▶ **RECORDS SUPPLIED**

=====

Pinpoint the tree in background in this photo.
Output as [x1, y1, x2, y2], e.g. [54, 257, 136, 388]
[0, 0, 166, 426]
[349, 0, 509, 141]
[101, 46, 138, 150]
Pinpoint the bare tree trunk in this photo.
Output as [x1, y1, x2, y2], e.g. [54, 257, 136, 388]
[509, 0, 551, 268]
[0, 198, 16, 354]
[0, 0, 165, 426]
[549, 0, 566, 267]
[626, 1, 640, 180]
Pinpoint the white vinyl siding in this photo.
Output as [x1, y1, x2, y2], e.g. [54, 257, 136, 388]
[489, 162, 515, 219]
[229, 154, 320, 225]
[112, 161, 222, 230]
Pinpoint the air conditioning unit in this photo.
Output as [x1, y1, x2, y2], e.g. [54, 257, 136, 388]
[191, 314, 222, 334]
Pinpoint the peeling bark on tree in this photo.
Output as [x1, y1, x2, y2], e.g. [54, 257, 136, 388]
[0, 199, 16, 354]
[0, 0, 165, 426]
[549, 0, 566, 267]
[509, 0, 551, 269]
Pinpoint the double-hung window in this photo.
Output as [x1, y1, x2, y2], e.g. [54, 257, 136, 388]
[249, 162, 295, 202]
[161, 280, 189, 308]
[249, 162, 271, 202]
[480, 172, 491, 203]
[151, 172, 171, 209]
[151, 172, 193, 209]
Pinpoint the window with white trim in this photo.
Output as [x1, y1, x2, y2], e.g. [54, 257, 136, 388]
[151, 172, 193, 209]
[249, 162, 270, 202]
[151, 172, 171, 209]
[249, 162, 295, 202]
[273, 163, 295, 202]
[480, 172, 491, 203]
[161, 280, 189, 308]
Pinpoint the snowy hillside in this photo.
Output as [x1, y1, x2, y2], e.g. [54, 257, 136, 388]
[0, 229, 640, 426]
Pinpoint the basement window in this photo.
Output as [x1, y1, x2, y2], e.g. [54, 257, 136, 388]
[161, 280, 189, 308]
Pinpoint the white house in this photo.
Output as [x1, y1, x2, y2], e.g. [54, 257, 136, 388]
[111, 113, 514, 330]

=====

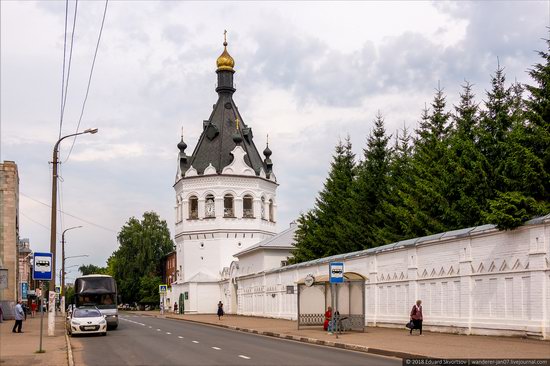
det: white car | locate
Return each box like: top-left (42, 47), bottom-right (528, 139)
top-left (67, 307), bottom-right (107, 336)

=====

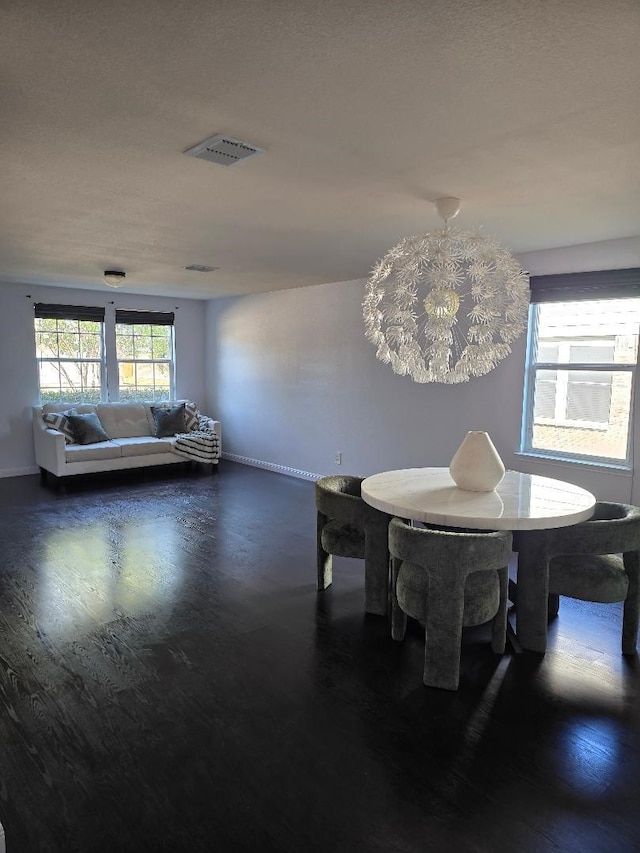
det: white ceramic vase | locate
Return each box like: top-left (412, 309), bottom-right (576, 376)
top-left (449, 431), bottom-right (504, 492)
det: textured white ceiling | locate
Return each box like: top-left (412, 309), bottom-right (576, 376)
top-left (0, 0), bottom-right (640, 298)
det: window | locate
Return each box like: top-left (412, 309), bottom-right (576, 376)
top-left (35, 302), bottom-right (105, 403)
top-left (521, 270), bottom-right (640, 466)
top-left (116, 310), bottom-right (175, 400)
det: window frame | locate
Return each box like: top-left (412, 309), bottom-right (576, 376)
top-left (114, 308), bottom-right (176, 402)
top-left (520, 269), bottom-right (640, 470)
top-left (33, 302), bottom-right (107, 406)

=====

▶ **INSTRUCTION**
Copy out every line in the stretch from the one containing "Pinpoint the tree" through the one containing "[191, 314, 222, 334]". Shift each answer box by adding 14 to all four of its coordinates, and leave the sample box in the format lines as it is.

▶ **EXPECTED ANSWER**
Pinpoint the tree in background in this photo.
Output as [x1, y1, x2, y2], e.g. [54, 257, 136, 388]
[14, 14, 180, 440]
[363, 14, 523, 155]
[115, 60, 152, 164]
Pinpoint the bare tree trunk in this photo.
Output as [x1, y1, x2, y2], e.g. [54, 257, 136, 388]
[523, 14, 565, 282]
[14, 212, 30, 368]
[14, 14, 179, 440]
[563, 14, 580, 281]
[640, 15, 654, 194]
Pinpoint the white vinyl siding in this photo.
Output as [x1, y1, x2, y2], e.g. [54, 257, 136, 388]
[503, 176, 529, 233]
[243, 168, 334, 239]
[126, 175, 236, 244]
Pinpoint the air conditioning unit in this photo.
Output as [x1, y1, x2, y2], e.g. [54, 257, 136, 388]
[205, 328, 236, 348]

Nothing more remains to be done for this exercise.